Scatter Shooting With Random Thoughts and Observations

I write sometimes just to get thoughts out of my head and where I can organize them.  This is the result of a very interesting conversation with a couple of people who I would consider marginally Republican, but not capable of the kind of discernment that comes with rational thinking, without some kind of help, which I tried to give them.  

We've finally got to the point where they understand that it was simply not possible to commit the kind of "massive voter fraud" Trump claimed, and that the election of 2020 was the most secure in all American history.  But moving from that has been slow progress.  Then, the news came down about the most recent indictments, this time, for January 6th.  So this is where I am now.

This is Wrong in so Many Ways

We live under a constitution that guarantees individual rights, including the right to a "speedy" trial by a jury of our peers, and under which we are considered innocent until proven guilty.  But even if proven guilty of a crime, which involves a conviction and a sentence, unless that crime specifically involves an act of disloyalty to or rebellion against the United States of America, it does not disqualify the criminal from being elected, and from serving, at least in principle, as President of the United States.  That is, in my opinion, a serious flaw in the constitution.

== == ==

*Set problem A*.
Render each nonblank line of the listing as a row in a Markdown table with the columns Row and Line. Leave the pictures out of your answer.
The listing that follows has no connection to the essay above.

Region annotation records
== == ==

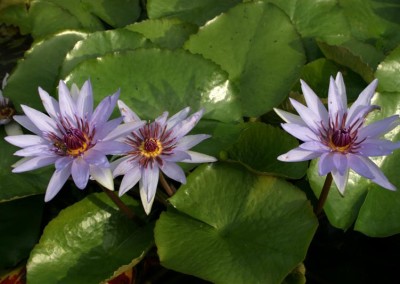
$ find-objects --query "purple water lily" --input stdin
[112,101,216,214]
[5,81,144,201]
[275,73,400,194]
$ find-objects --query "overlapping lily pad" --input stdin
[4,31,86,110]
[27,193,153,283]
[185,2,305,116]
[155,164,317,283]
[228,122,308,179]
[66,49,241,122]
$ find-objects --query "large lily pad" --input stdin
[66,49,241,122]
[147,0,241,25]
[308,89,400,236]
[155,164,317,283]
[27,193,153,284]
[185,2,305,116]
[3,31,86,110]
[228,122,308,179]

== == ==

*Set problem B*.
According to the essay, what protections does the constitution provide? List each one.

*Solution A*.
| Row | Line |
|---|---|
| 1 | $ find-objects --query "purple water lily" --input stdin |
| 2 | [112,101,216,214] |
| 3 | [5,81,144,201] |
| 4 | [275,73,400,194] |
| 5 | $ find-objects --query "overlapping lily pad" --input stdin |
| 6 | [4,31,86,110] |
| 7 | [27,193,153,283] |
| 8 | [185,2,305,116] |
| 9 | [155,164,317,283] |
| 10 | [228,122,308,179] |
| 11 | [66,49,241,122] |
| 12 | $ find-objects --query "large lily pad" --input stdin |
| 13 | [66,49,241,122] |
| 14 | [147,0,241,25] |
| 15 | [308,89,400,236] |
| 16 | [155,164,317,283] |
| 17 | [27,193,153,284] |
| 18 | [185,2,305,116] |
| 19 | [3,31,86,110] |
| 20 | [228,122,308,179] |

*Solution B*.
- Individual rights
- The right to a "speedy" trial by a jury of our peers
- Being considered innocent until proven guilty